## EXCERPT PROVIDED
+ + + + +
Grow Your Own Edible Flowers
All kinds of plants are blossoming in the garden and beyond. But have you ever thought about growing edible flowers? There are many beautiful and yummy varieties you can grow in your own backyard.
Matter of fact, flowers have been used for culinary purposes dating back thousands of years. They were very popular in the Victorian Era. Today, we see edible flowers most often used in Middle Eastern and Asian cooking. However, this trend is making a comeback. More and more people are choosing to grow their own food. This is especially so with the emerging awareness that so many fruits and vegetables not grown indoors are sprayed with chemicals that poison or hurt the body, rather than help it.
One major tip when growing edible flowers is to make sure to not use pesticides and other poisons on or near the flowering plants. This also goes for purchasing edible flowers elsewhere. Make sure you know they are chemical and pesticide-free. If you are sensitive to allergies, make sure to wash the flowers well to remove most of the pollen that may otherwise trigger allergies. There are so many ways to incorporate edible flowers including adding them to a salad and/or decorating a favorite dish.
+ + + + +
## AVAILABLE DATA
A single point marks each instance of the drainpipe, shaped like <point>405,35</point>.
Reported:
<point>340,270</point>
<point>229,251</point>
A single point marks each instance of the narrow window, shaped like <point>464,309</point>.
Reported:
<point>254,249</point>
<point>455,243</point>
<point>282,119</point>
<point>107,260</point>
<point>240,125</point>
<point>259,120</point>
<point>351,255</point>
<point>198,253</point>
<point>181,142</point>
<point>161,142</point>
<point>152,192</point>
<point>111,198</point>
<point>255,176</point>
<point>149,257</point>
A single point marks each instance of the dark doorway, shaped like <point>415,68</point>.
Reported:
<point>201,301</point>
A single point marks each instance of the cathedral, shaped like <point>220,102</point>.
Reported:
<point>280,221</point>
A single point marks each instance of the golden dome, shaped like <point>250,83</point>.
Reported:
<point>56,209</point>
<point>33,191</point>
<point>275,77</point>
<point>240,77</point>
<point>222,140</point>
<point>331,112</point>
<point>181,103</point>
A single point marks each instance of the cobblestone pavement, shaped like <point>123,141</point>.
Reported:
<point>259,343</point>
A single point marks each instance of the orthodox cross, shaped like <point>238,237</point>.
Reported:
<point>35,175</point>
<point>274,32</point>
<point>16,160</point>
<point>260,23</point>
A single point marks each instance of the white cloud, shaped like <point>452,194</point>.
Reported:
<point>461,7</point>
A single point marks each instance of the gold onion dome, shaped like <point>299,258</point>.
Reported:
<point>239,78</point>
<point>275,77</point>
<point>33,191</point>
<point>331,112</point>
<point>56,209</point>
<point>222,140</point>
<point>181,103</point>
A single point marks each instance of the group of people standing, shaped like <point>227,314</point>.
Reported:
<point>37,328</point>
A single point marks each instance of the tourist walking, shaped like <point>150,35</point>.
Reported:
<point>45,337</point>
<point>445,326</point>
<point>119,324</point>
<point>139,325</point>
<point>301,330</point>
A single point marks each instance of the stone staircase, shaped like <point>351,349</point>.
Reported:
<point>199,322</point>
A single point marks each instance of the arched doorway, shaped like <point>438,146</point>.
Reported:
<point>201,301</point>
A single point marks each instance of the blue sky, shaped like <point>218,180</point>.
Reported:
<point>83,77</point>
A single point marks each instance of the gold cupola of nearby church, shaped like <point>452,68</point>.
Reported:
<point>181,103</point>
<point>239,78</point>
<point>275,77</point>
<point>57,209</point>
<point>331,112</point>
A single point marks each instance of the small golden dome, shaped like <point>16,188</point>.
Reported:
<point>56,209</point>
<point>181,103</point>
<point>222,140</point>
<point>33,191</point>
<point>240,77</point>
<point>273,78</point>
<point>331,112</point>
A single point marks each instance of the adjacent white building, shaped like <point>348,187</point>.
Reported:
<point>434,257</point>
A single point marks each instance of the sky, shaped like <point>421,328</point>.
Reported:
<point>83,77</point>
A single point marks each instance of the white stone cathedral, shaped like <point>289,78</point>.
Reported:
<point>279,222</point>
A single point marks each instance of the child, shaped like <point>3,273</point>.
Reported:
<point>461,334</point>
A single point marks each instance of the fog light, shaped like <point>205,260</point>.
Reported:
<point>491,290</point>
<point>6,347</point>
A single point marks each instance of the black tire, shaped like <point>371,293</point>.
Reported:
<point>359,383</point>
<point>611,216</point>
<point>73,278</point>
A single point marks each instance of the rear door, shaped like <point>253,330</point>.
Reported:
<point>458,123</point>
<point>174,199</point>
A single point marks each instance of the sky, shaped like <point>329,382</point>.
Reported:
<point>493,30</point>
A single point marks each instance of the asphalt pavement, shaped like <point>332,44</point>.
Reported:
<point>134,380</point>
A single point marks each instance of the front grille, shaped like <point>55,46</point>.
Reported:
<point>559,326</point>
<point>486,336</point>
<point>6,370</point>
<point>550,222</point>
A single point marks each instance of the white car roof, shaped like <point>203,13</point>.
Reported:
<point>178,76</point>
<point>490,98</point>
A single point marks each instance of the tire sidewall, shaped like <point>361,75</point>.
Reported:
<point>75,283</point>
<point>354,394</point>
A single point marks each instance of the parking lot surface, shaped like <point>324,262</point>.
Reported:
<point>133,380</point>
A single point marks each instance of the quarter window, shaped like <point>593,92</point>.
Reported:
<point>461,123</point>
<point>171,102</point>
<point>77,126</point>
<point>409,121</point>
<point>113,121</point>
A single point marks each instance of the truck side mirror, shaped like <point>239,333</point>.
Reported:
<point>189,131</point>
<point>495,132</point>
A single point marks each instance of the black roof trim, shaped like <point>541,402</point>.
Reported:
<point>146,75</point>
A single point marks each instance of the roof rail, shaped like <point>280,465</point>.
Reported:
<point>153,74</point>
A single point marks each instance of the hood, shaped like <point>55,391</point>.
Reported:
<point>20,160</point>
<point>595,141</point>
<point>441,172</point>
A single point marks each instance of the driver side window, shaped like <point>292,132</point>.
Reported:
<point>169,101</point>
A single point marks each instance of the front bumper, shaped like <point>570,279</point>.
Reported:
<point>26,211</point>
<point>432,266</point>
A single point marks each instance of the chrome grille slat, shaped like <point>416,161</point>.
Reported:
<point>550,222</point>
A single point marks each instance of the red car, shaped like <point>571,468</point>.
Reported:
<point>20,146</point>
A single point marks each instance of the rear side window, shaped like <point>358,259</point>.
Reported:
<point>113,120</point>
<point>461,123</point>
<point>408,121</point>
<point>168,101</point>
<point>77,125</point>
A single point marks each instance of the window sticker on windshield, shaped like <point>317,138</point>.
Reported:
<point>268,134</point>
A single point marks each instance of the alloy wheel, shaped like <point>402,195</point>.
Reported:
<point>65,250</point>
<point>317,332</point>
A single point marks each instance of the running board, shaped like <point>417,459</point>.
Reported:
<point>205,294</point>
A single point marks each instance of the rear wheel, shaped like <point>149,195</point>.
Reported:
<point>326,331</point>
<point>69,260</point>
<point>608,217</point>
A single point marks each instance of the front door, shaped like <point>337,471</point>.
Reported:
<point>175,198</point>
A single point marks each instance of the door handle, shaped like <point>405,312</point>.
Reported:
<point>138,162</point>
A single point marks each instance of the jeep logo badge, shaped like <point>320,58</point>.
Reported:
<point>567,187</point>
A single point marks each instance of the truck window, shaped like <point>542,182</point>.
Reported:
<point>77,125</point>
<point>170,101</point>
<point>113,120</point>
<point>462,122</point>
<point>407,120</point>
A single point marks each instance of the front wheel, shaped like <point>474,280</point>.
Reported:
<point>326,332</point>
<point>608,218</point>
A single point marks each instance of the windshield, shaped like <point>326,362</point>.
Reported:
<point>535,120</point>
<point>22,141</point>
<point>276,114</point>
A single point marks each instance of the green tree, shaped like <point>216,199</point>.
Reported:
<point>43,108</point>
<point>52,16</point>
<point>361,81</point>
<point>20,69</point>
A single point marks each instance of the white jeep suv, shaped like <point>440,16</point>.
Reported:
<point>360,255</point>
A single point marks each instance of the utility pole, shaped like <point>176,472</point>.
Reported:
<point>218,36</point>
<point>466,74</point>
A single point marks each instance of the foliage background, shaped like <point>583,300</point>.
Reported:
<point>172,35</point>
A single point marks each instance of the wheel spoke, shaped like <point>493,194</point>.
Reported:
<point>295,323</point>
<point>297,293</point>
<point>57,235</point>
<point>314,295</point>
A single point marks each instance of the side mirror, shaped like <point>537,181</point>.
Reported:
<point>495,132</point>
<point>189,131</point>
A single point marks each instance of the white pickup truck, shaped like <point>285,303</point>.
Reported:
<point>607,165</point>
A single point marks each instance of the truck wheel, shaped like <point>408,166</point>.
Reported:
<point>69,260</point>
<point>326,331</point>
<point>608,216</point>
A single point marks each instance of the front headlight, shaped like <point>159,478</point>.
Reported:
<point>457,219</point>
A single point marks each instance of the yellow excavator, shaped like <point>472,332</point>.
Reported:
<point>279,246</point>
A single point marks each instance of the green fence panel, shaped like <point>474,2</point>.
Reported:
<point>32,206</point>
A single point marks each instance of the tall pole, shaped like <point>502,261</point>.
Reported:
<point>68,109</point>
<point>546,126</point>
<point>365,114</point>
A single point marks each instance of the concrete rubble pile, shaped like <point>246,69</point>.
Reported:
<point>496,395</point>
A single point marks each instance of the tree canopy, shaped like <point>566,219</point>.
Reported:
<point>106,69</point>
+ + + + +
## TASK
Please continue the article on growing edible flowers, starting right after its last sentence about adding them to a salad or decorating a dish.

## RESPONSE TO THE TASK
In Central Florida, there are many types of edible flowers. One of the most popular are nasturtiums. Nasturtiums are not only beautiful but add vibrant colors and style to your dishes. These pretty flowers have many health benefits as well.
With its round and peppery leaves, it is less of a salad ingredient and more of a natural remedy. Natives of Central America have used the plant for its antibiotic properties, to heal urinary tract conditions and to prevent scurvy. In medieval times, nasturtium served as a staple of a healthy diet. Nasturtium is one of the most powerful natural antibiotics that also has antifungal and antiseptic properties.
- Rich in vitamin C, boosting the immune system
- Rich in sulfur, which is important to the body because it helps detoxify, bring down swelling and protect against UV radiation
- There’s also a link between sulfur and improving foggy mind, poor memory and inability to concentrate
- A cold and flu fighter, but also sore throat, bronchitis and various respiratory problems
- Similar to watercress, with both the leaves and flowers providing a sweet, spicy flavor
Other edible flowers include marigold, kachnar, pansies, violas, daisies, Johnny-Jump-Ups, calendulas, chrysanthemums, roses and carnations. The kachnar flower is used to treat hemorrhoids and has anti-cancer properties. Just about all edible flowers have amazing health benefits and are used in herbal medicine. But please don’t assume all blossoms are safe to consume. Make sure the edible you wish to use is truly edible.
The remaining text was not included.